(What is being asked) Lift out each line of the data that holds "foal".
--- Provided data ---
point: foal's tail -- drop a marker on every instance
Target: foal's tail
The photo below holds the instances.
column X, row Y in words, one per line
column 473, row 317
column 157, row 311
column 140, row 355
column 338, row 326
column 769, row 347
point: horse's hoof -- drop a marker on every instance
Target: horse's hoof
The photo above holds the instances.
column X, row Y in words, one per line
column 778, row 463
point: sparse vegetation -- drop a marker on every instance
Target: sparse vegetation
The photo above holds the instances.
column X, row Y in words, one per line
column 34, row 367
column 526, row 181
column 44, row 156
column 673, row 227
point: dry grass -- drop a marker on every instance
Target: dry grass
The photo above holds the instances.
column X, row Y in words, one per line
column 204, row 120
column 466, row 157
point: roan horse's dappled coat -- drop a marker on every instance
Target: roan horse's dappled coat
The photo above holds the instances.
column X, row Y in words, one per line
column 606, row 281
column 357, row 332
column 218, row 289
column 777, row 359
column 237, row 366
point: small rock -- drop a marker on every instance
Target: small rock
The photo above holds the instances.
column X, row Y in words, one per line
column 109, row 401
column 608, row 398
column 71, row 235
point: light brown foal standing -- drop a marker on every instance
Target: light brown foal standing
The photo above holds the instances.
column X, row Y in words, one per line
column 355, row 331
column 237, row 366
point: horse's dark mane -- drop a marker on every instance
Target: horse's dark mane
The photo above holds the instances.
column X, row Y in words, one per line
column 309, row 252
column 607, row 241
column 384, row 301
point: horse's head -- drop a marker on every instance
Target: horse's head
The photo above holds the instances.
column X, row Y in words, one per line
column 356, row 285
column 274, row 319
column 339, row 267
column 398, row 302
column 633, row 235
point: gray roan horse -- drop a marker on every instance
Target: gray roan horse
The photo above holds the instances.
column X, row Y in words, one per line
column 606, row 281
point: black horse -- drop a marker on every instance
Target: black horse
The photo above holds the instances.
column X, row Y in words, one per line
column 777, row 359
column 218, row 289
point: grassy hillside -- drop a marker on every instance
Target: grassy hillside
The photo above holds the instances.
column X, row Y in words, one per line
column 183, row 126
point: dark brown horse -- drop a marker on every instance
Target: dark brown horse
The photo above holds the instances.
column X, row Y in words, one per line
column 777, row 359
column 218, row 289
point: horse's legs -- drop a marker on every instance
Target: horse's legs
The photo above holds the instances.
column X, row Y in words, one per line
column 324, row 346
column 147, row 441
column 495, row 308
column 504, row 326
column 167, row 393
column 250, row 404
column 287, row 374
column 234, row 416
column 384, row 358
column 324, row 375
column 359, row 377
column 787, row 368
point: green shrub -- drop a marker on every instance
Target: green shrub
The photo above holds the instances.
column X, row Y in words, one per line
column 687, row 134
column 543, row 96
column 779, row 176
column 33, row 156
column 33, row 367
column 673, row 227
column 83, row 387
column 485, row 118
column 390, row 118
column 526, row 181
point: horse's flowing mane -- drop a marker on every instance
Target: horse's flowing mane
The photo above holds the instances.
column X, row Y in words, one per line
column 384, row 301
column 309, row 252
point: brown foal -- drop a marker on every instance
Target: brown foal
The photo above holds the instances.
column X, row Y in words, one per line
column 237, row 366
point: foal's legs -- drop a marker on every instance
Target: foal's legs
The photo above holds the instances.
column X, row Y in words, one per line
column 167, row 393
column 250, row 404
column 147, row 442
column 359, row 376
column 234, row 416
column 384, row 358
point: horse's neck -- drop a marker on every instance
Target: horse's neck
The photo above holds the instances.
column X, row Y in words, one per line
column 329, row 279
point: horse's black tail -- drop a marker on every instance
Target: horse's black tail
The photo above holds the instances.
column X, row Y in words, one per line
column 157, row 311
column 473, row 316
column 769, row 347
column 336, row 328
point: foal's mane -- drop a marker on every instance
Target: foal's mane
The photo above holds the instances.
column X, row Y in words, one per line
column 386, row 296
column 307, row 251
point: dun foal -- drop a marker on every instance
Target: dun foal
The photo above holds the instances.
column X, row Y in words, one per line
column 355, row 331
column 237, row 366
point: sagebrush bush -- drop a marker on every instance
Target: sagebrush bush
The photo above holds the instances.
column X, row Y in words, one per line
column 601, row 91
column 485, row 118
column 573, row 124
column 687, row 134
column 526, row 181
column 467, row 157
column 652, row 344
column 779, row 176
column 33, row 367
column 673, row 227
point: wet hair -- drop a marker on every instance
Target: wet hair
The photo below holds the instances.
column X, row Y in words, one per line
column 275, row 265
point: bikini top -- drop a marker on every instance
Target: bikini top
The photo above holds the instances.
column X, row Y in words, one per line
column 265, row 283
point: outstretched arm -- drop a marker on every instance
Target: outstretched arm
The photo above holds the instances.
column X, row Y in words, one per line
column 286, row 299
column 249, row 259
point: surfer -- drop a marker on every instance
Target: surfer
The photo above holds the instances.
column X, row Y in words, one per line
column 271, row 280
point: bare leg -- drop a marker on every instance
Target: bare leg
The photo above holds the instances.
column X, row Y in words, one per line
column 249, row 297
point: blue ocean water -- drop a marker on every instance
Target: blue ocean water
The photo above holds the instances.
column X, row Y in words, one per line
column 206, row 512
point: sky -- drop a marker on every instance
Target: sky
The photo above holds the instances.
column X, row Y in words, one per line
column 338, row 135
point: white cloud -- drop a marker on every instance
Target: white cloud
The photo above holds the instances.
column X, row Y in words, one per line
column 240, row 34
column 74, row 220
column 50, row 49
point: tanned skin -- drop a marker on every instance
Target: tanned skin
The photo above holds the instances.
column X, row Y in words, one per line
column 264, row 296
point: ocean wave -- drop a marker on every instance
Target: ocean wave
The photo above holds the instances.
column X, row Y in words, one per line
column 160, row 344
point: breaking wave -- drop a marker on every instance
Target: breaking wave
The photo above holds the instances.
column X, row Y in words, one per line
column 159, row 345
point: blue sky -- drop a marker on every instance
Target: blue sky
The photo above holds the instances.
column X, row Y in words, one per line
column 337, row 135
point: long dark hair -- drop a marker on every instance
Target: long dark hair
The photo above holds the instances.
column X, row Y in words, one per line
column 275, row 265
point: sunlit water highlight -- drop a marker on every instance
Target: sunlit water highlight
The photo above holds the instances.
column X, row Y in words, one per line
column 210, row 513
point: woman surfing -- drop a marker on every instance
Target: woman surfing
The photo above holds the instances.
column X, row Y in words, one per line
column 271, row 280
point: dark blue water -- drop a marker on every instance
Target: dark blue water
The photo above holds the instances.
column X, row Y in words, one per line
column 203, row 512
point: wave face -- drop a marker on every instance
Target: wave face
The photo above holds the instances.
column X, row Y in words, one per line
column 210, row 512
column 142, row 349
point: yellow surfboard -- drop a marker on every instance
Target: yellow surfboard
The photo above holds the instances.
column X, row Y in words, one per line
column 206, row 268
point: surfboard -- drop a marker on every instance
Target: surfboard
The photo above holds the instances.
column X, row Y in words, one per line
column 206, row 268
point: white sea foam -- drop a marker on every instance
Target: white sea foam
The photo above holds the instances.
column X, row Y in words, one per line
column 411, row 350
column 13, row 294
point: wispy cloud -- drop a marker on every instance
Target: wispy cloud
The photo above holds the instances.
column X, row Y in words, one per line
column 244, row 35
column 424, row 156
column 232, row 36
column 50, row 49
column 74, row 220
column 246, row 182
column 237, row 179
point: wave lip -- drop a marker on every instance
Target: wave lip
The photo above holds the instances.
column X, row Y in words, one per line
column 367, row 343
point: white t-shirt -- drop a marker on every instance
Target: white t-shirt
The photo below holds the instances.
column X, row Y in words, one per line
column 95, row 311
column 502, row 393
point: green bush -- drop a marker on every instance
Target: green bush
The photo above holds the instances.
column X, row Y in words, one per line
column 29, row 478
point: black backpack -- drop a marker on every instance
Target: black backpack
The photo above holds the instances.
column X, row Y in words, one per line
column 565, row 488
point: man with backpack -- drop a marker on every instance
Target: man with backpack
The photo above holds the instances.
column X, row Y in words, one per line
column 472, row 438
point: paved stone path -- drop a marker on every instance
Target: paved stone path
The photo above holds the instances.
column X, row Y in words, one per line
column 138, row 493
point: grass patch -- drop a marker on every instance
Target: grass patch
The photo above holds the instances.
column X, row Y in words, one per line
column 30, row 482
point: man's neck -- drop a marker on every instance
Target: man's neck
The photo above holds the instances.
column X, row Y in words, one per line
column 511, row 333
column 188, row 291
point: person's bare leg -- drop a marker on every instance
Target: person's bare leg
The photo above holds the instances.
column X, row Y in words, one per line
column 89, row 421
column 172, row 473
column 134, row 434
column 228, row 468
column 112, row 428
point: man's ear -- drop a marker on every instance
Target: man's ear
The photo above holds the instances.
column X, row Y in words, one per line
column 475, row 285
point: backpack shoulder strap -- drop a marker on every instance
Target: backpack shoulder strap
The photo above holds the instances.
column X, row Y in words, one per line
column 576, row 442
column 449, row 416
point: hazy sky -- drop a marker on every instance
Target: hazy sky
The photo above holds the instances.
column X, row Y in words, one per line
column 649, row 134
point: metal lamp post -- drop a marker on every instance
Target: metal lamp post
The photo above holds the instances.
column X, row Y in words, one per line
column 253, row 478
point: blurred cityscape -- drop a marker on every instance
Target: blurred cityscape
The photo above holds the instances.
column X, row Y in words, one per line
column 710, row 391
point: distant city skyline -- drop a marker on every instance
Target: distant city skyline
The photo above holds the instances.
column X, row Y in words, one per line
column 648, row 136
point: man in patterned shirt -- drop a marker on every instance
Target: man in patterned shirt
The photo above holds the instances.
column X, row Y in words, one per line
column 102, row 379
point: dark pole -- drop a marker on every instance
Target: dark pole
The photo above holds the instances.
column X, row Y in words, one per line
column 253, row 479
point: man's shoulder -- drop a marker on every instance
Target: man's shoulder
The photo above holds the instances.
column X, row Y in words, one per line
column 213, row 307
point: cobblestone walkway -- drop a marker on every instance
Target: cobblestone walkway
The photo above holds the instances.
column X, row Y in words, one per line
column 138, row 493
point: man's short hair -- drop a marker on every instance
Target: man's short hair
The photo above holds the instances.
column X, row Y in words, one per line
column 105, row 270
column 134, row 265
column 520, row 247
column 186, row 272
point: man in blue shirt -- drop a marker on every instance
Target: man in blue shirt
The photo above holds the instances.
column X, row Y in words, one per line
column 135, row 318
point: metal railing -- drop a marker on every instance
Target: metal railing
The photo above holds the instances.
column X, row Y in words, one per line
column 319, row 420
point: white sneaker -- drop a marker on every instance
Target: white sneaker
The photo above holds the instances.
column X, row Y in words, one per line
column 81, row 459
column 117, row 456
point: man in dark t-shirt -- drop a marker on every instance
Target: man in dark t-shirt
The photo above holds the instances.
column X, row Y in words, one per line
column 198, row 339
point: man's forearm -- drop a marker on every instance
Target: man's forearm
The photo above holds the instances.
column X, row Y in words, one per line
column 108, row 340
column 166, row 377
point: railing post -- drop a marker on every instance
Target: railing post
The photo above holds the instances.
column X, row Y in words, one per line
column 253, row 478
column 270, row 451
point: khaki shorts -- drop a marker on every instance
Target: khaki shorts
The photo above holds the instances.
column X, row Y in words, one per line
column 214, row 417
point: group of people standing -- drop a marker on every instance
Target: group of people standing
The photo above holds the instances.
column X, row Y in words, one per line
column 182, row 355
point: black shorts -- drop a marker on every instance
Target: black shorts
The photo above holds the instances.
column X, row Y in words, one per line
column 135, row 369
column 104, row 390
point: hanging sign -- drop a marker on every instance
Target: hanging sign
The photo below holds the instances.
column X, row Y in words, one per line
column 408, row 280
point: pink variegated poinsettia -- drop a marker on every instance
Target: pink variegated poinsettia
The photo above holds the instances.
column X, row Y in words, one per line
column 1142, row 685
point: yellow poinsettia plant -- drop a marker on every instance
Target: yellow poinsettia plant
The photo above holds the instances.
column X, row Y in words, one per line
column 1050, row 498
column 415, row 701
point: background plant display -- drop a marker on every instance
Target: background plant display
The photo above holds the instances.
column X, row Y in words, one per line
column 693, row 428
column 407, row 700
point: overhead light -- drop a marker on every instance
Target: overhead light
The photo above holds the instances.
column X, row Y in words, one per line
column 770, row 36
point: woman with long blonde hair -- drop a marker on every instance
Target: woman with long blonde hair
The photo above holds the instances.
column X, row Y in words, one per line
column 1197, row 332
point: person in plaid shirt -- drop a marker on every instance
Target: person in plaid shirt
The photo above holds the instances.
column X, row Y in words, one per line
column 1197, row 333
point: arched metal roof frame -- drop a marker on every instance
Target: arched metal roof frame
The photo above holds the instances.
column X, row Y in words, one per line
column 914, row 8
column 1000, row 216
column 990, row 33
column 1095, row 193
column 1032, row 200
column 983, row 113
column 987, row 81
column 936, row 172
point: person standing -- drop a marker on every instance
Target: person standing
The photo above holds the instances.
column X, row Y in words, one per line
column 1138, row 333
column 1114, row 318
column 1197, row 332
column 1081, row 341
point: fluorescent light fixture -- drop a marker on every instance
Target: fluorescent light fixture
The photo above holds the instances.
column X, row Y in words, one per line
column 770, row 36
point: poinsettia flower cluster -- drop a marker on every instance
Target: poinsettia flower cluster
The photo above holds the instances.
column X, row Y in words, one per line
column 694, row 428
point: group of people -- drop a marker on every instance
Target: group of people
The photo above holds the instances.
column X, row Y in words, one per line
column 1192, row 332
---
(Answer section)
point: foal's tail -- drop a marker on every instance
Target: foal's tail
point: light brown foal standing -- drop a marker on every instance
Target: light brown foal standing
point: brown foal -- drop a marker on every instance
Target: brown foal
point: foal's legs -- drop a marker on every instance
Target: foal's legs
point: foal's mane -- drop a marker on every instance
Target: foal's mane
point: dun foal -- drop a marker on every instance
Target: dun foal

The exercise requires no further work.